Objective: Reproduce the material, beginning at the line containing "Every instance of the **shadow" and ending with the line containing "Trace each instance of the **shadow", with every "instance" replaced by "occurrence" and all other text left unchanged.

==== Dataset content ====

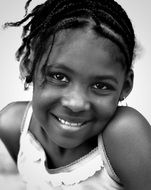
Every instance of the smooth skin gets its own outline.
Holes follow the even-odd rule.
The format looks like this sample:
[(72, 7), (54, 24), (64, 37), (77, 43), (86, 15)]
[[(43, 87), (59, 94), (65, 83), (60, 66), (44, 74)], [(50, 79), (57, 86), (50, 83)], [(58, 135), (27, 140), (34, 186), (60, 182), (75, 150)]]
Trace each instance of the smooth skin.
[[(133, 72), (125, 72), (123, 53), (91, 29), (64, 35), (58, 37), (49, 57), (48, 52), (43, 55), (33, 82), (29, 130), (44, 147), (48, 167), (64, 166), (87, 154), (102, 133), (107, 155), (124, 188), (150, 190), (150, 125), (135, 109), (118, 107), (133, 86)], [(15, 162), (27, 103), (9, 104), (0, 113), (0, 138)], [(60, 119), (82, 124), (68, 128)]]

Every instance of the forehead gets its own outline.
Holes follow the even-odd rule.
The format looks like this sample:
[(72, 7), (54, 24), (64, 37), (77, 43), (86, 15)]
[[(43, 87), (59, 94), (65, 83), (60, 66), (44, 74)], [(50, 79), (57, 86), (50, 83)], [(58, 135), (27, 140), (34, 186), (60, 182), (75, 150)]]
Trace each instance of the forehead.
[[(49, 47), (49, 45), (48, 45)], [(92, 30), (64, 30), (57, 34), (53, 48), (44, 53), (41, 65), (66, 64), (80, 69), (106, 66), (120, 69), (125, 64), (124, 54), (119, 47), (107, 38), (96, 35)], [(87, 63), (87, 64), (86, 64)], [(82, 68), (83, 66), (83, 68)]]

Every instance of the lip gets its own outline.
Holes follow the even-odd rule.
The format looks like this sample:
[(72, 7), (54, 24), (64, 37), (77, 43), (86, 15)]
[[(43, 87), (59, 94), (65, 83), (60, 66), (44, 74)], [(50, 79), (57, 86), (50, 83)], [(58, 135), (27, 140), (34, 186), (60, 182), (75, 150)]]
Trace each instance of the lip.
[(52, 114), (52, 116), (57, 120), (61, 128), (70, 131), (80, 130), (92, 122), (92, 119), (86, 120), (82, 118), (62, 117), (54, 114)]

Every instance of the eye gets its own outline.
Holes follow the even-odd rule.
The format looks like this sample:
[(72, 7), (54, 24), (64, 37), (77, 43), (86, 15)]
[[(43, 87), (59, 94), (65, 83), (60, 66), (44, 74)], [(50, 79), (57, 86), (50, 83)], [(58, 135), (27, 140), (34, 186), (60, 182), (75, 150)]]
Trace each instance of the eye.
[(49, 73), (47, 74), (47, 79), (52, 82), (61, 82), (61, 83), (68, 83), (68, 77), (63, 73)]
[(106, 82), (97, 82), (93, 85), (93, 89), (94, 90), (98, 90), (101, 92), (105, 92), (105, 91), (109, 91), (109, 90), (114, 90), (114, 87)]

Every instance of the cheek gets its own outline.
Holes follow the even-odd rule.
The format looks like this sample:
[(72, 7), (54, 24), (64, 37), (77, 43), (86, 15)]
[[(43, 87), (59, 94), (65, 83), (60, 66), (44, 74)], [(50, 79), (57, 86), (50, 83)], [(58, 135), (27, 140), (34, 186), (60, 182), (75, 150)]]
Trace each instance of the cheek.
[(32, 105), (36, 118), (46, 120), (47, 115), (60, 102), (60, 95), (53, 89), (33, 90)]
[(117, 105), (117, 98), (102, 98), (95, 101), (96, 112), (100, 120), (108, 121), (113, 116)]

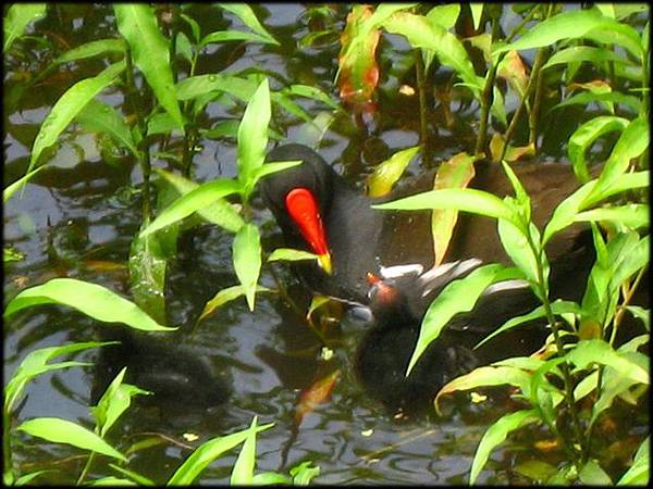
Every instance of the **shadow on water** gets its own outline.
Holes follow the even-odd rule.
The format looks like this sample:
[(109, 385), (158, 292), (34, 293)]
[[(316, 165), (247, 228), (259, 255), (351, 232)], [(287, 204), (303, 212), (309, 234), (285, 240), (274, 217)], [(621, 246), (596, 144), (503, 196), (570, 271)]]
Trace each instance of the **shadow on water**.
[[(42, 21), (44, 28), (59, 29), (73, 46), (114, 36), (110, 9), (101, 5), (78, 9), (59, 9), (60, 17), (47, 17)], [(346, 12), (343, 5), (334, 9)], [(211, 48), (200, 57), (196, 74), (257, 65), (288, 82), (330, 87), (333, 92), (337, 37), (323, 49), (297, 49), (296, 40), (309, 33), (305, 7), (267, 4), (256, 11), (280, 39), (281, 47)], [(61, 12), (67, 13), (62, 17)], [(221, 12), (211, 5), (193, 7), (193, 16), (201, 21), (202, 33), (229, 26)], [(342, 30), (345, 17), (337, 18), (341, 21), (333, 26), (335, 32)], [(397, 58), (409, 50), (391, 36), (385, 42)], [(34, 49), (40, 53), (38, 47)], [(40, 57), (30, 60), (35, 64), (32, 68), (38, 70), (39, 62), (44, 62)], [(402, 74), (392, 70), (390, 60), (386, 62), (391, 83), (384, 86), (394, 87), (402, 82)], [(99, 72), (94, 72), (93, 66), (89, 71)], [(60, 84), (48, 80), (39, 100), (26, 97), (22, 101), (25, 106), (5, 112), (5, 181), (25, 173), (36, 135), (34, 121), (42, 120), (47, 112), (44, 106), (56, 100), (70, 83), (67, 78)], [(338, 173), (358, 187), (362, 187), (373, 165), (396, 149), (418, 142), (416, 98), (402, 98), (395, 91), (396, 87), (381, 90), (380, 115), (369, 131), (360, 130), (348, 115), (340, 115), (323, 141), (324, 159), (334, 162)], [(49, 102), (40, 101), (47, 96)], [(309, 113), (315, 109), (311, 103), (306, 102)], [(475, 134), (470, 122), (478, 117), (476, 108), (464, 103), (456, 108), (456, 130), (442, 128), (439, 137), (433, 138), (432, 151), (438, 161), (472, 147)], [(222, 109), (215, 109), (219, 110)], [(451, 116), (435, 113), (439, 120)], [(218, 116), (209, 113), (209, 117)], [(297, 126), (287, 127), (291, 139), (298, 134)], [(556, 150), (562, 146), (550, 140), (546, 143)], [(209, 179), (234, 175), (235, 162), (225, 156), (235, 154), (233, 141), (206, 140), (202, 145), (196, 155), (199, 176)], [(140, 225), (139, 171), (126, 159), (107, 164), (97, 151), (94, 156), (78, 160), (72, 159), (73, 163), (63, 162), (37, 175), (23, 198), (14, 198), (5, 205), (5, 243), (26, 253), (25, 261), (4, 264), (5, 303), (20, 290), (57, 276), (88, 280), (128, 294), (125, 264), (131, 241)], [(422, 170), (414, 165), (409, 173)], [(255, 203), (257, 218), (264, 221), (263, 248), (271, 250), (281, 242), (279, 230), (270, 213), (258, 200)], [(96, 339), (121, 342), (75, 359), (90, 361), (93, 367), (59, 371), (30, 384), (19, 419), (58, 416), (90, 426), (88, 405), (97, 402), (108, 383), (126, 366), (127, 381), (155, 394), (138, 397), (112, 437), (130, 443), (147, 437), (160, 441), (159, 446), (132, 454), (130, 462), (130, 468), (157, 482), (164, 481), (192, 448), (209, 438), (245, 428), (255, 415), (261, 424), (275, 423), (272, 429), (258, 436), (257, 472), (287, 473), (289, 467), (311, 460), (321, 468), (317, 479), (320, 484), (467, 482), (480, 437), (500, 410), (513, 401), (497, 393), (488, 403), (477, 405), (465, 396), (452, 396), (444, 402), (443, 417), (434, 418), (423, 412), (410, 414), (405, 409), (395, 416), (398, 406), (406, 406), (389, 398), (403, 398), (405, 393), (389, 392), (392, 383), (380, 381), (374, 373), (366, 379), (360, 373), (365, 369), (361, 363), (366, 355), (378, 358), (391, 355), (395, 350), (410, 350), (416, 331), (393, 339), (390, 351), (370, 349), (366, 353), (366, 344), (375, 343), (378, 333), (370, 331), (364, 321), (345, 314), (341, 322), (326, 322), (317, 335), (308, 327), (306, 317), (280, 294), (257, 296), (254, 312), (249, 312), (241, 298), (195, 327), (205, 303), (217, 291), (237, 284), (232, 266), (232, 235), (210, 226), (194, 228), (180, 240), (180, 251), (169, 264), (167, 279), (168, 319), (169, 324), (180, 326), (177, 333), (135, 334), (119, 325), (98, 325), (58, 306), (39, 306), (11, 317), (4, 328), (5, 378), (28, 352), (38, 348)], [(286, 267), (273, 266), (273, 271), (263, 271), (260, 284), (270, 288), (281, 284), (298, 309), (306, 311), (307, 291)], [(319, 318), (316, 321), (319, 324)], [(393, 375), (402, 368), (395, 368)], [(338, 369), (330, 396), (298, 417), (303, 394)], [(385, 367), (384, 371), (389, 372)], [(431, 412), (432, 397), (424, 396), (428, 393), (424, 391), (418, 393), (421, 410)], [(20, 452), (22, 448), (16, 450)], [(73, 449), (65, 450), (58, 448), (57, 456), (78, 454)], [(20, 455), (37, 461), (35, 465), (47, 466), (52, 460), (49, 450)], [(206, 472), (202, 482), (229, 480), (235, 456), (230, 452), (219, 459)], [(510, 471), (514, 463), (504, 451), (497, 450), (492, 471), (486, 471), (479, 481), (528, 480)], [(58, 468), (63, 472), (62, 480), (71, 480), (79, 471), (74, 462)]]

====

Full response:
Every occurrence of the **shadow on water** gets its own outline.
Holes follow the even-odd rule.
The format looks like this sample:
[(109, 385), (158, 292), (34, 293)]
[[(316, 165), (247, 228), (259, 255), (351, 232)], [(287, 204), (303, 212), (309, 234), (285, 240), (274, 217)], [(621, 246), (596, 144), (503, 196), (570, 271)]]
Trace each occurrence of the **shadow on water**.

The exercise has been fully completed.